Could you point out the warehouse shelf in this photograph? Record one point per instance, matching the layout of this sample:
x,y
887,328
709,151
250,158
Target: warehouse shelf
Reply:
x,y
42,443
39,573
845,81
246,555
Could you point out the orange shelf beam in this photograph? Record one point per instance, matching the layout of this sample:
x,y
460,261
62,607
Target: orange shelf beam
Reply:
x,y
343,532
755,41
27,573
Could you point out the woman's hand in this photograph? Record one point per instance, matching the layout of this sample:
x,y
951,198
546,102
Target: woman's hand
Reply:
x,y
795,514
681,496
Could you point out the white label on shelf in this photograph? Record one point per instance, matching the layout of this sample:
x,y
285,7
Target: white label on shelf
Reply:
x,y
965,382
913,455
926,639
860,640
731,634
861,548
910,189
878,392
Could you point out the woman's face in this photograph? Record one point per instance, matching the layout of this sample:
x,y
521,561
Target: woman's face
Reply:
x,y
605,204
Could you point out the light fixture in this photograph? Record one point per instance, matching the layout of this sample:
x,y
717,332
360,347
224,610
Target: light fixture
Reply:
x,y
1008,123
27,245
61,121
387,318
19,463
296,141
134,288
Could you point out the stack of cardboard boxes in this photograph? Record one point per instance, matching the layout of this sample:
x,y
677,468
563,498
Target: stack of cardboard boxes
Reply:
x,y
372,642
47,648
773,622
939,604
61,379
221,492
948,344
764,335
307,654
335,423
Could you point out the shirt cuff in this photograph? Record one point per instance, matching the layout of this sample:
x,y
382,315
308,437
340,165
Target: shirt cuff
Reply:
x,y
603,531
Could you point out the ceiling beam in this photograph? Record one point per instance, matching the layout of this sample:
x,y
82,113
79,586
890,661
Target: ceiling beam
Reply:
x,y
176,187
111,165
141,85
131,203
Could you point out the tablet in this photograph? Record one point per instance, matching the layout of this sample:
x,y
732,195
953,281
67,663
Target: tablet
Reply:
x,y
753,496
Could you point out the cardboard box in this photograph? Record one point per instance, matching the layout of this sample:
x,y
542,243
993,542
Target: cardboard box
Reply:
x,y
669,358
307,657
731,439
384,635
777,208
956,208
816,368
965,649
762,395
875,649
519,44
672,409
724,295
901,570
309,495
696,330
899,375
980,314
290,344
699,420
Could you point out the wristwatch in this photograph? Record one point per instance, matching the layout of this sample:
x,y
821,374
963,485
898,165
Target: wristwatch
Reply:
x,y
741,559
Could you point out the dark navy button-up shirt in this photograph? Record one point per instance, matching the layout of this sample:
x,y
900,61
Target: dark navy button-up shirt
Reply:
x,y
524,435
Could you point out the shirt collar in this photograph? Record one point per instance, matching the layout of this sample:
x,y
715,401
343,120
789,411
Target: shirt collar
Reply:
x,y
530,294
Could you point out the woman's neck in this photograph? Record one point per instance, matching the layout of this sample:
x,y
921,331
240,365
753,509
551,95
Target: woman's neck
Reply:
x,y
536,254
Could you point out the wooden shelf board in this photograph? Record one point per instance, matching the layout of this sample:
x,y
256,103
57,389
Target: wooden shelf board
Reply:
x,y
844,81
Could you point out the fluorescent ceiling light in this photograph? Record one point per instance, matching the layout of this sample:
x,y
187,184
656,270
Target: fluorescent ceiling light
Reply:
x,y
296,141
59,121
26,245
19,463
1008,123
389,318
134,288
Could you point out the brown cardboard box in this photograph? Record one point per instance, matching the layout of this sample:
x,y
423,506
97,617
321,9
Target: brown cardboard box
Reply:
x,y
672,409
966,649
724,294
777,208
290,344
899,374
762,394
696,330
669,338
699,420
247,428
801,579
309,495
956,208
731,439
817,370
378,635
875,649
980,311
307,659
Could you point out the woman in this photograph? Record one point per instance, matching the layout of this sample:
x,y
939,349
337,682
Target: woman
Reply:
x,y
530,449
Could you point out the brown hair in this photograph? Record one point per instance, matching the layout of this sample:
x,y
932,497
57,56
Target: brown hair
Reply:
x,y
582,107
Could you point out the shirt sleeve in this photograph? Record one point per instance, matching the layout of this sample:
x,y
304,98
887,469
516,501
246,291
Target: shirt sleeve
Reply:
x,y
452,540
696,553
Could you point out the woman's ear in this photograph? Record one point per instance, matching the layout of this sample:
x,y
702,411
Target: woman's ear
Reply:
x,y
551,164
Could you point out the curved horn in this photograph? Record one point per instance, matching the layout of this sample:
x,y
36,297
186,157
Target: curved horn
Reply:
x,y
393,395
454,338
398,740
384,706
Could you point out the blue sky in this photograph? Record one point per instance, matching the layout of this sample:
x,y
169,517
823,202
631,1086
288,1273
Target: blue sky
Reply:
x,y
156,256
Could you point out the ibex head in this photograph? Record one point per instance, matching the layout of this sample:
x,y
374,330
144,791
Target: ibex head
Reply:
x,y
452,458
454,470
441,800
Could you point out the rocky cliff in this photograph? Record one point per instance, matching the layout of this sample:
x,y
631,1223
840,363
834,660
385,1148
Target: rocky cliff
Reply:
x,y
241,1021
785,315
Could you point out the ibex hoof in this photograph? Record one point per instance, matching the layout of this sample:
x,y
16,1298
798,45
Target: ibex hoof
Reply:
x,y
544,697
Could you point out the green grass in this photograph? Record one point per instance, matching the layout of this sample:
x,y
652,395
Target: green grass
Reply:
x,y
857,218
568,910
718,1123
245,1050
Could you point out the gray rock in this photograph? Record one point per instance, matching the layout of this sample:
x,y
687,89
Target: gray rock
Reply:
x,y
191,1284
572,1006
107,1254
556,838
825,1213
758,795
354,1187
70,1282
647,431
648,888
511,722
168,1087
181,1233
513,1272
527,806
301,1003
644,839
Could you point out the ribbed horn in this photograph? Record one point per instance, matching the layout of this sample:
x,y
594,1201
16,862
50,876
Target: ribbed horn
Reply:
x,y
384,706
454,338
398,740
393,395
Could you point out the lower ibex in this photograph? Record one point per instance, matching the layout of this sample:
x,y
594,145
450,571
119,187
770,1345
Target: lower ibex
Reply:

....

*EXERCISE DETAILS*: Word for word, write out all of the data above.

*CORRECT RESPONSE*:
Could you point out the warehouse shelf in this photograph? Record one point per instance, matching the layout of this sample:
x,y
887,328
709,151
250,158
Target: warehouse shelf
Reply:
x,y
42,443
39,573
845,81
246,555
Could you point out the orange shelf beam in this photograph? Record one point per instance, matching the layout of this sample:
x,y
460,261
62,607
Target: orange shelf beam
Reply:
x,y
343,532
755,41
27,573
Could you point out the woman's hand in this photograph? Record one point per instance, matching the layout of this sample:
x,y
951,198
546,102
Target: woman's hand
Reply:
x,y
795,514
681,496
Could you point out the white label on shelf in this photograph? Record one point per instance, matching the layout of this sample:
x,y
285,7
Target: white label on shelf
Reply:
x,y
965,382
913,455
926,639
860,640
731,634
861,548
910,189
878,392
Could you point out the woman's face in this photograph? Record one point per instance, matching the layout of this sample:
x,y
521,561
Target: woman's face
Reply:
x,y
605,204
Could you point out the light fixture in this photograph? Record one point per instance, matching the layout of this sample:
x,y
717,332
360,347
224,610
Target: light fixture
Reply:
x,y
1008,123
27,245
61,121
387,318
19,463
296,141
134,288
Could you point out the stack of cardboard boxes in this photograph? Record one point per instance, matching the layout of this sample:
x,y
677,468
563,498
Target: stack of cardboard boxes
Reply:
x,y
372,642
47,648
773,622
939,604
61,379
221,492
948,344
764,335
307,654
335,423
Could you point out the shirt cuff in this photograph? Record one point per instance, matching the layout of this sample:
x,y
382,315
308,437
340,165
Target: shirt cuff
Reply:
x,y
603,531
Could you point out the ceiling beam in this photograph? Record one point per instance, matching the layout of this sample:
x,y
82,113
79,586
890,661
Target: ceiling beam
Reply:
x,y
176,187
111,165
141,85
131,203
Could you point out the tablet in this photograph? Record one point per instance, matching the layout of this sample:
x,y
732,195
953,281
67,663
Target: tablet
Reply:
x,y
753,496
Could you point out the cardboard box in this photograph? Record one point per instance, matching the layout of this sample:
x,y
542,243
993,542
Target: cardboard box
Reply:
x,y
669,358
307,657
731,439
384,635
777,208
956,208
816,368
965,649
762,395
875,649
519,44
672,409
724,295
901,570
309,495
696,330
899,375
980,314
290,344
699,420
Could you point out the wristwatch in this photograph? Record one point per instance, matching the layout of this sample:
x,y
821,374
963,485
898,165
Target: wristwatch
Reply:
x,y
741,559
Could you point out the dark navy button-up shirt in this photograph? Record one point per instance, matching the layout of this sample:
x,y
900,61
Target: dark navy button-up shirt
Reply:
x,y
524,435
Could you point out the shirt collar in this photograph? Record one point per instance, matching the layout of this sample:
x,y
715,401
343,120
789,411
Target: shirt collar
Reply:
x,y
530,294
Could you point out the woman's neck in this photograph? Record one point per instance, matching the layout of this sample:
x,y
921,331
240,365
753,509
551,95
Target: woman's neck
Reply:
x,y
536,254
Could you point out the wooden shelf board in this photograph? Record one point per instance, matching the layout of this sample:
x,y
256,103
57,389
Target: wooden shelf board
Reply:
x,y
844,81
Could you point out the fluorescent ceiling light in this photograph? Record one point per instance, matching the layout of this sample:
x,y
187,184
656,270
Target: fluorescent ceiling light
Reply:
x,y
296,141
59,121
26,245
19,463
1008,123
389,318
134,288
Could you point out the brown cardboard box in this photograph? Record one point per instance, matching the layout of this sample:
x,y
423,506
97,617
321,9
Target: brown cardboard box
Reply:
x,y
672,409
966,649
724,294
777,208
290,344
899,374
762,394
696,330
669,338
699,420
247,428
801,579
309,495
956,208
731,439
817,370
378,635
875,649
980,311
307,659
Could you point out the woman in this photograph? Record one point per instance, matching the layout of this sample:
x,y
939,349
337,682
Target: woman
Reply:
x,y
530,449
Could you point out the brown hair in this photograph? Record one point per instance, matching the layout of this sample:
x,y
932,497
57,56
Target: brown hair
Reply:
x,y
582,107
Could you point out the shirt sleeve in this photograph? Record one point per instance, matching the layout of this sample:
x,y
304,98
887,469
516,501
246,291
Target: shirt sleeve
Reply:
x,y
452,540
696,553
Could you point out the woman's ear in this photograph? Record one point per instance, matching the layout of this sample:
x,y
702,411
Target: woman's ear
Reply:
x,y
551,164
Could you point out the curved horn in this photograph? Record one point per instance, matching the layout of this sample:
x,y
36,297
186,157
Target: curved horn
Reply:
x,y
393,395
454,338
398,740
384,706
Could you point out the blue sky in this photograph? Record one point per instance, matching the layout of this sample:
x,y
169,517
823,202
631,1086
288,1273
Target: blue sky
Reply:
x,y
156,256
Could you point out the ibex head in this photograph? Record one point per instance, matching the layout of this sample:
x,y
374,330
144,791
Target: ibex head
Reply:
x,y
452,458
454,470
441,800
Could you point out the rocky cliff in this photograph? Record one point per instance, matching the layout of this sample:
x,y
631,1223
840,363
834,660
385,1148
Target: rocky cliff
Reply:
x,y
241,1021
785,315
Could you point out the ibex hoof in this photograph? Record one point per instance, matching the layout of this sample:
x,y
16,1298
798,45
Target: ibex hoof
Reply:
x,y
544,697
Could you point out the green grass in this photograph? Record one point per instance, matching the layout of this sample:
x,y
652,395
Target: green grass
Reply:
x,y
857,218
568,910
718,1123
245,1050
Could you point out the gray rock in this photograph? Record one point per instance, matching the layout of this sample:
x,y
687,89
Target: gray rock
Reply:
x,y
191,1284
572,1006
107,1254
556,838
825,1213
758,795
354,1187
70,1282
647,431
648,888
511,722
168,1087
181,1233
513,1272
527,806
301,1003
644,839
Could you point out the ribbed horn in this photograph? Record one point per instance, matching the layout of this sample:
x,y
594,1201
16,862
50,876
Target: ribbed horn
Reply:
x,y
384,706
454,338
398,740
393,395
Could you point out the lower ibex in this photograph? Record one point per instance, matching the layout of this sample:
x,y
594,145
450,571
119,187
770,1345
Target: lower ibex
Reply:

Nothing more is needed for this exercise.